REQUIREMENT :: Sift the material for lines containing "that", and return them.

THE DATA ::
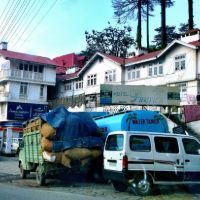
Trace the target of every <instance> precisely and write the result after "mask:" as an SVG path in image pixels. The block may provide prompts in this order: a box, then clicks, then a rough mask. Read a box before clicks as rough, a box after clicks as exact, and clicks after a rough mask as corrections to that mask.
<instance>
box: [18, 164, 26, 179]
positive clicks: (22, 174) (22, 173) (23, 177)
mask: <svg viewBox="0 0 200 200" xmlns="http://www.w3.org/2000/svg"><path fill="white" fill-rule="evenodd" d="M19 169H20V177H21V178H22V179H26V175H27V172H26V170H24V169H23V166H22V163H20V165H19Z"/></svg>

* * *

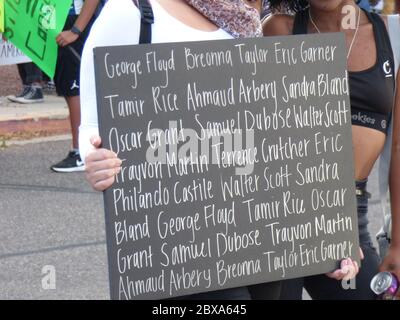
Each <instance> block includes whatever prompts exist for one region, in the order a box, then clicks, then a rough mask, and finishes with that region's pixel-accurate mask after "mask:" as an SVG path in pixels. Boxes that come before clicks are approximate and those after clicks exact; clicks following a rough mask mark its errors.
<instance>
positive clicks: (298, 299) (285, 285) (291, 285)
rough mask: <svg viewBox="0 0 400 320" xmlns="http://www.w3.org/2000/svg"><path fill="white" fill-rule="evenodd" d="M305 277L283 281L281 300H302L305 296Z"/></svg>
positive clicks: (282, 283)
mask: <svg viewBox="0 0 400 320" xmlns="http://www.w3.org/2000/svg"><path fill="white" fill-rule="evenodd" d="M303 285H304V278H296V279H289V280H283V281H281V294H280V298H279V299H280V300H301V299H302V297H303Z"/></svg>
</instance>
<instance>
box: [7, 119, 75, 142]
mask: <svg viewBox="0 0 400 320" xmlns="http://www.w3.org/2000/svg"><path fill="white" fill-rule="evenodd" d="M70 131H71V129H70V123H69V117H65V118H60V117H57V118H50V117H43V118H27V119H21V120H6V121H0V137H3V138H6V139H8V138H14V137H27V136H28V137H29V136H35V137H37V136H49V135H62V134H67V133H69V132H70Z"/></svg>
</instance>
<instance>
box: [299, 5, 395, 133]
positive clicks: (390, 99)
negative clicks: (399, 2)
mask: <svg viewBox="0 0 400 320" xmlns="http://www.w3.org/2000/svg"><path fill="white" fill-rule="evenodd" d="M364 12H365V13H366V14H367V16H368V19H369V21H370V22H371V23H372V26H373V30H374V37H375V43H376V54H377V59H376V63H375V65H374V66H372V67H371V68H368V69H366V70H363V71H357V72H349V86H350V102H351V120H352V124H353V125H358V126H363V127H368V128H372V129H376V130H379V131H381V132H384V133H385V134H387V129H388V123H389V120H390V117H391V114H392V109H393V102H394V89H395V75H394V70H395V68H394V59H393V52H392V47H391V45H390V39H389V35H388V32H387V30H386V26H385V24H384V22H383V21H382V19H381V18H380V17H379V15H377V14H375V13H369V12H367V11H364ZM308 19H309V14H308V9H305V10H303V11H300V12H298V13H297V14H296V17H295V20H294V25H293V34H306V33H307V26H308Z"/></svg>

RESULT OF THIS TASK ::
Trace the target of every <instance> precisely and write the result after "mask:" as an SVG path in image pixels. The block may provide prompts in this order: a box, then clicks, then a rough mask. Read a box before clicks as rough, a box after clicks as exact, and clicks after a rough mask as corrections to that mask.
Each <instance> block includes whatever prompts exist for one region, in the order a box, then clicks, then a rough mask, and finishes with that region's pixel-accurate mask after "mask:" as an SVG path in pixels. Boxes that come before clicks are approximate and those after clicks exact; clicks following a rough mask mark its errors.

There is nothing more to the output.